>> begin

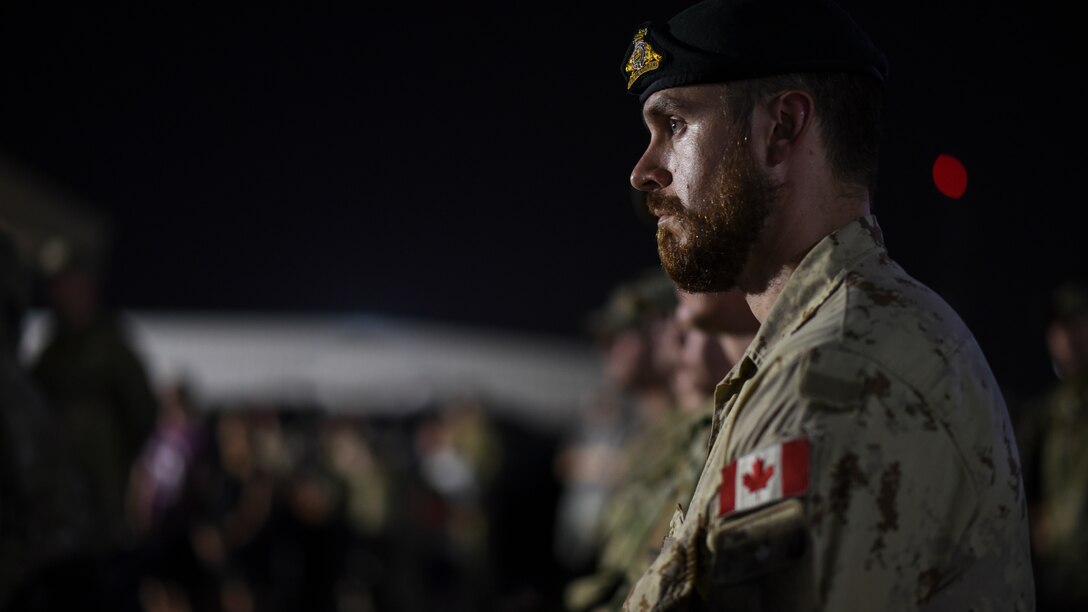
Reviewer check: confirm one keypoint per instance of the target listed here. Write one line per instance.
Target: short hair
(849, 106)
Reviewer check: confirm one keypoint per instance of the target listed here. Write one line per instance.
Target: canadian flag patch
(764, 476)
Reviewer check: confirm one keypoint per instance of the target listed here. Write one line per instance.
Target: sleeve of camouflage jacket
(899, 514)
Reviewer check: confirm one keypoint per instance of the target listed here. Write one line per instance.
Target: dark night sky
(469, 163)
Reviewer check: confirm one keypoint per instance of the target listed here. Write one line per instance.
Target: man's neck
(771, 265)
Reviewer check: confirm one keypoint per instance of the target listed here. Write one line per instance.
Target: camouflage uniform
(107, 406)
(664, 463)
(913, 496)
(1061, 511)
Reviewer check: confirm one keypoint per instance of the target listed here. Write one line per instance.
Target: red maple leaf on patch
(758, 477)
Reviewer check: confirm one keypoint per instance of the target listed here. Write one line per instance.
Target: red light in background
(950, 176)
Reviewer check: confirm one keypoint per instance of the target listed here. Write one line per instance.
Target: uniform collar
(818, 276)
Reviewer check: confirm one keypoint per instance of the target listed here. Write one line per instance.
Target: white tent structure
(356, 363)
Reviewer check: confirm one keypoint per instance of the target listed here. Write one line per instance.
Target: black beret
(721, 40)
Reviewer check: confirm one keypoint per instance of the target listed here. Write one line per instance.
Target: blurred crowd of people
(116, 493)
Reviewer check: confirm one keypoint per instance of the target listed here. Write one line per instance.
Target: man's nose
(648, 174)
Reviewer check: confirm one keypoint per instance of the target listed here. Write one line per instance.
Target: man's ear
(791, 115)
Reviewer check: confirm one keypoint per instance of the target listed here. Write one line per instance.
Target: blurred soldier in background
(662, 463)
(45, 562)
(635, 392)
(97, 382)
(1053, 430)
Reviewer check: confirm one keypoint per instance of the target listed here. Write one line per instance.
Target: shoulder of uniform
(833, 376)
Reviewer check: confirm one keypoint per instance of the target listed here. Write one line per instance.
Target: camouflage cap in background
(632, 303)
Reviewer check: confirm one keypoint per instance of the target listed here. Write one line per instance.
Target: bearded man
(861, 455)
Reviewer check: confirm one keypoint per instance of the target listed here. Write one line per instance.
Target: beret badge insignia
(643, 58)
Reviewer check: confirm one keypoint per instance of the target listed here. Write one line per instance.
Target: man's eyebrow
(663, 106)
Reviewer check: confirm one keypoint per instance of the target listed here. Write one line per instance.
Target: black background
(468, 162)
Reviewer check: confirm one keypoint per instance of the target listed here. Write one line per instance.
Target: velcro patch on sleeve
(765, 476)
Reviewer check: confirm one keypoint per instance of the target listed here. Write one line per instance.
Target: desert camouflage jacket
(862, 459)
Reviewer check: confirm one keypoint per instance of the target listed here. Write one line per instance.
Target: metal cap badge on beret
(721, 40)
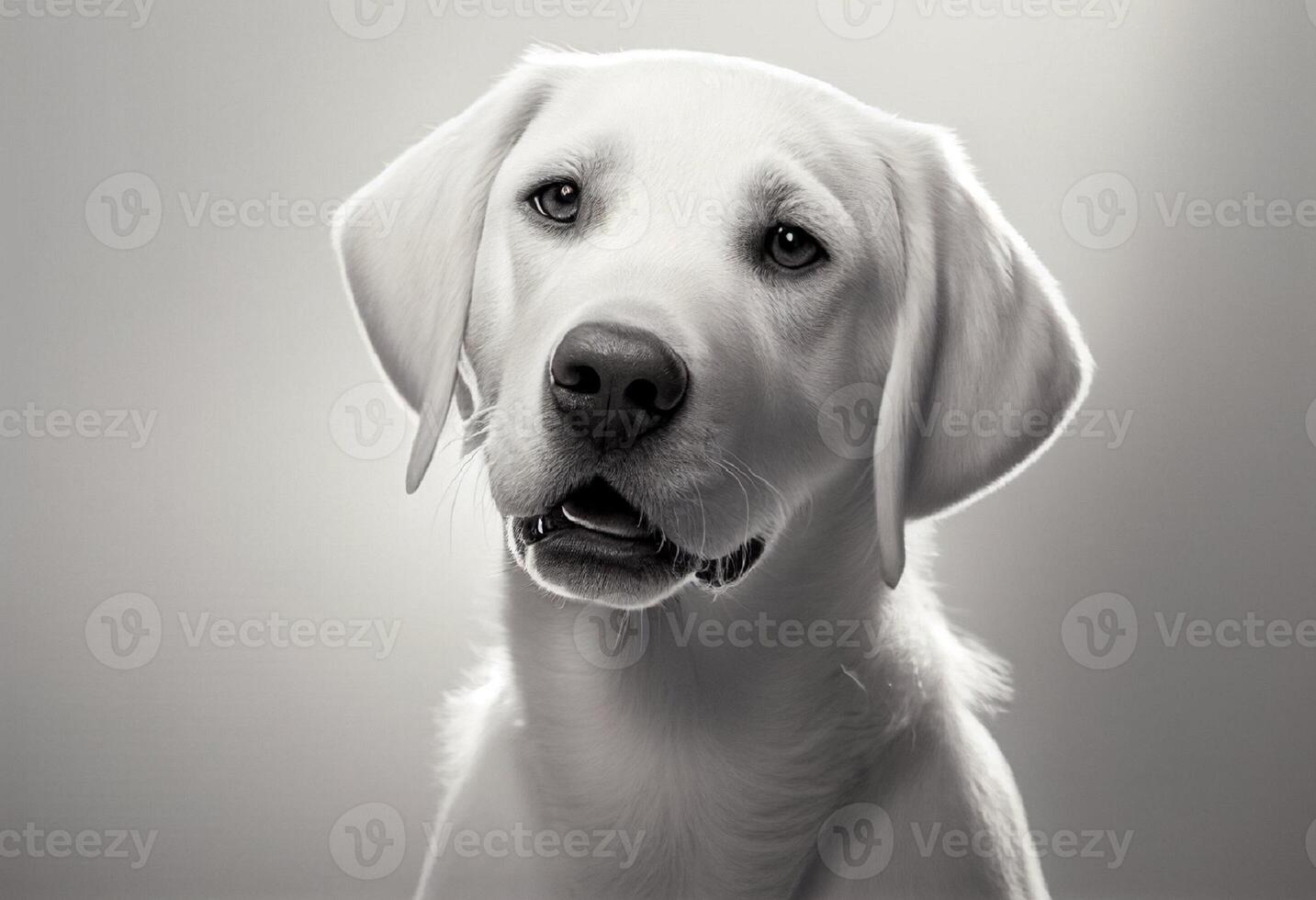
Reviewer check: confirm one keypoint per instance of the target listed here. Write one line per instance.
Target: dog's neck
(763, 704)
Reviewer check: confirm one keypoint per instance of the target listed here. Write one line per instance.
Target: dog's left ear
(987, 364)
(408, 240)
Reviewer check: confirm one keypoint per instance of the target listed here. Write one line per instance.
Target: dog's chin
(593, 546)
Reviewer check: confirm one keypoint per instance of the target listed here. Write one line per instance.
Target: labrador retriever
(724, 336)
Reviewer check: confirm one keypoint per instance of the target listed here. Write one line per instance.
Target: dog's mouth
(595, 543)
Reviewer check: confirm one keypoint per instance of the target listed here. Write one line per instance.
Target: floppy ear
(408, 240)
(987, 364)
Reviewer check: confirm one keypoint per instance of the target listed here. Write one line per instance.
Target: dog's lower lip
(596, 522)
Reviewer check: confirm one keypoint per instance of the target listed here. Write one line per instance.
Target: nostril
(580, 379)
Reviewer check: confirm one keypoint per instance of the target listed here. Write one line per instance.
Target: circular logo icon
(124, 632)
(367, 422)
(857, 20)
(848, 422)
(1100, 632)
(628, 216)
(368, 841)
(1102, 210)
(857, 841)
(367, 20)
(124, 212)
(611, 638)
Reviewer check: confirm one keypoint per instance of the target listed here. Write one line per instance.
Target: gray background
(242, 503)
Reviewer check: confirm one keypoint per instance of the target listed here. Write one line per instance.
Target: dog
(708, 322)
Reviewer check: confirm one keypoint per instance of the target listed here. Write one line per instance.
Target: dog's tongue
(599, 508)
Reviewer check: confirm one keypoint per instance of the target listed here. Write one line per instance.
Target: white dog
(669, 291)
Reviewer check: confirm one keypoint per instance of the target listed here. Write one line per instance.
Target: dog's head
(647, 278)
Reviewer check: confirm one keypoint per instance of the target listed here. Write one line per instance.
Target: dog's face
(657, 268)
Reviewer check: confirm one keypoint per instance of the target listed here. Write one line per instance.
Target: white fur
(725, 759)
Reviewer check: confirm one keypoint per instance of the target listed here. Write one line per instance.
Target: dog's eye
(558, 201)
(790, 246)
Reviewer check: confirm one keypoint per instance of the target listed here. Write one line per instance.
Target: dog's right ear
(408, 240)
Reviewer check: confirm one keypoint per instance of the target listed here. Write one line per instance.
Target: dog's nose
(624, 380)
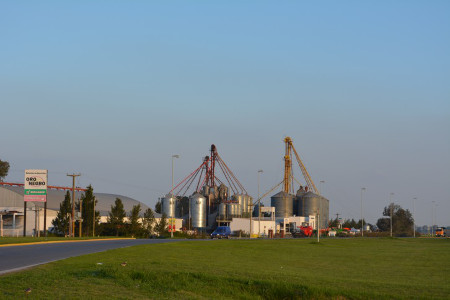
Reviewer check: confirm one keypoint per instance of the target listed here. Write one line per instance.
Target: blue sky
(111, 89)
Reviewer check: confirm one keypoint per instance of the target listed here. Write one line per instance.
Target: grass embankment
(273, 269)
(24, 240)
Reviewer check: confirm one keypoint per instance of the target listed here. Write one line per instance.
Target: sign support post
(35, 189)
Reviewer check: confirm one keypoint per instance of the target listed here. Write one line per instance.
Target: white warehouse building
(12, 209)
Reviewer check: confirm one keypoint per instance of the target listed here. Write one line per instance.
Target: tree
(147, 221)
(4, 168)
(402, 221)
(62, 220)
(161, 227)
(116, 216)
(87, 213)
(349, 224)
(158, 207)
(135, 226)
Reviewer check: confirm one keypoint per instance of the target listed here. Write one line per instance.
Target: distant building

>> end

**Job**
Omit all pictures while transcribing the entries verbatim.

**Result of this task**
Reviewer check: confirm one keypoint per instance of the target listed here. Write one line per instance.
Target: short hair
(849, 106)
Reviewer check: confirm one keypoint per instance of the target listed here. Write one line per instance.
Target: canadian flag patch
(764, 476)
Reviewer check: confirm one keypoint per instance of the target listed here. Write one line per instance.
Target: sleeve of camouflage jacket
(899, 514)
Reviewer check: confirm one keypoint per instance of the target listed here. Write one line per instance.
Target: dark night sky
(469, 163)
Reviewer check: confirm one keypoint per instance of the target listed here. Write one line per instance.
Target: man's neck
(771, 265)
Reviewer check: confirm one keypoint per instance of the target listed here. Write one line per instance.
Target: camouflage uniform
(107, 406)
(664, 463)
(913, 496)
(1061, 511)
Reviewer check: confirm one keypoint per instance of the target listed here. Write one line per instance.
Target: red maple leaf on patch
(758, 477)
Reviewer check: confirm one keypoint per instance of the target listed here. Write one line per instance.
Target: red light in background
(950, 176)
Reviewer check: confirm one keypoint per instance of the target listed here. Write one line per instance.
Target: uniform collar
(818, 276)
Reviewer check: confirm one keypoint per instance of the target listed here. Write one line per instance.
Target: white tent structure
(356, 363)
Reviewer check: confirm one keypoint per instance of the target listed here. Write one line per instance.
Target: black beret
(721, 40)
Reviewer check: confirm one keypoint per instance of the target listed here. Write one line per instance.
Target: blurred crowd of people
(116, 493)
Reviewer check: confirm one keypoint per instance of the target listed here. Write one line per instance.
Target: man's nose
(648, 174)
Reviewer check: confirm one keypoint per instance of the target listed here. Write one line per instance.
Target: man's ear
(791, 115)
Reviewer check: confirm one keypoint per instance of the target listed here. Write one line per instance.
Target: blurred soldier in background
(662, 463)
(45, 562)
(635, 392)
(97, 382)
(1053, 430)
Reviewer check: confirm one keypoint per instance of the target listed here. Write one line per instance.
Target: shoulder of uniform
(833, 376)
Reviewer check: confirm one keypoint per instance of the target listed here. Write one line per instance.
Target: camouflage cap in background
(632, 303)
Reviewer check: confirm one keypoint per instance of the target listed here. Write one line per instance.
Target: bearded man
(861, 455)
Reviewer check: confirm one keypoint per instance of the target listed here. Write one line per instance.
Target: beret badge insignia
(643, 58)
Reviewer check: confirm one keypoint per instance of the target listed here. Write one line per instance.
Target: man's eyebrow
(663, 106)
Reviewer check: confirm one keypoint per instance of the target listed here. Write one line per instance.
Target: black background
(468, 162)
Reviewer check: confirm one keypoint per instance of the target listed here. Write one line per instance.
Target: velcro patch on sleeve
(765, 476)
Reviewer check: confirm one keypoint per instance of the target listed here. Write one line per instance.
Target: desert camouflage jacket
(862, 459)
Reviewer check: confirm one keypoint per instance of the target listed here. Write one line per instance.
Target: metal cap badge on beret
(721, 40)
Reviewer check: confirm one keypoint per instance of the target listed here. Write one line per instance.
Target: dog's neck
(763, 704)
Reviewer check: confirm one keypoint per instance of the target listed here. Write one line per instance.
Target: dog's left ear
(987, 364)
(408, 240)
Reviewer check: confirm one keypoint per instance of the target listed here. Write one line per instance.
Target: dog's chin
(593, 546)
Reviewer check: confirm one keypoint per instance of the target listed here. Write one line per instance.
Target: labrador retriever
(724, 336)
Reviewer check: confirm one keypoint per instance of the target listed here. Write one line per instance.
Target: dog's mouth
(595, 543)
Reviewer check: confirm one keypoint per instance of the target listed here. Write one line per instance.
Target: floppy ear
(408, 240)
(987, 364)
Reviewer check: confirm one keypoint per instance of the target listed here. Write one line per instance.
Target: dog's lower lip
(596, 522)
Reviewer check: confirm one keypoint per instance of the target listed here. Write one line per instance.
Target: nostril
(580, 379)
Reviewer check: confirm one keypoint per instance of the target listed here. Write one line per instance.
Target: circular logo icon
(124, 632)
(367, 422)
(857, 20)
(848, 422)
(1100, 632)
(628, 216)
(368, 841)
(1102, 210)
(857, 841)
(367, 20)
(124, 212)
(611, 638)
Reviewer check: confirm one keypoint per instance of the target listed here. Write one line per instance.
Target: gray background
(242, 503)
Reviewer check: confirm one keypoint per instance of the target listed here. Write one line per instance.
Target: dog
(708, 322)
Reviewer check: confirm one keypoint per instance of the target listed here. Write one line per instance.
Target: dog's tongue
(599, 508)
Reviewer check: confirm one keypoint per instance of the target listed here. Write one line per instance.
Target: white dog
(669, 291)
Reviewer check: confirm one keypoint per instance of the target listed here. Write one line per instance.
Target: dog's head
(647, 278)
Reviewer check: confirm one keypoint per instance of the target listed here. Write one line per instance.
Target: dog's face
(657, 268)
Reviewer check: confirm one keypoint per instance of the target listed here. Write one line per instance.
Target: white fur
(725, 759)
Reviewer check: confirm one keypoint per instance of the target listed here. Write one line per instance.
Target: dog's eye
(558, 201)
(790, 246)
Reviewer check: confirm one keypoint per instance of the target listed here. Write one line per instance.
Target: dog's right ear
(408, 240)
Reviewer check: confirm one keypoint per instance of the target listed here. Write one line per instance.
Target: dog's nose
(624, 380)
Reviewer check: confirm one keypoint per instance of the target listed here. Write one line per instance.
Target: blue sky
(111, 89)
Reviewer check: confirm one keypoint per instance of the target listed here. Write one line per instance.
Target: grass embankment
(273, 269)
(24, 240)
Reviewer check: confirm one keypoint per instance of the target listed here. Write one line per instance.
Target: sign support post
(35, 189)
Reviewer check: confirm one keypoint per instance of the target listed here. Write one line per instance.
Target: white warehouse building
(12, 209)
Reviewer check: confirm one keypoint per instance of the target listed here. Write one line per instance.
Target: tree
(147, 221)
(4, 168)
(402, 221)
(62, 220)
(161, 227)
(116, 216)
(87, 213)
(349, 224)
(158, 207)
(135, 226)
Reviewer check: confirm one keypoint per instance of the target listed here. Write one line per instance.
Target: distant building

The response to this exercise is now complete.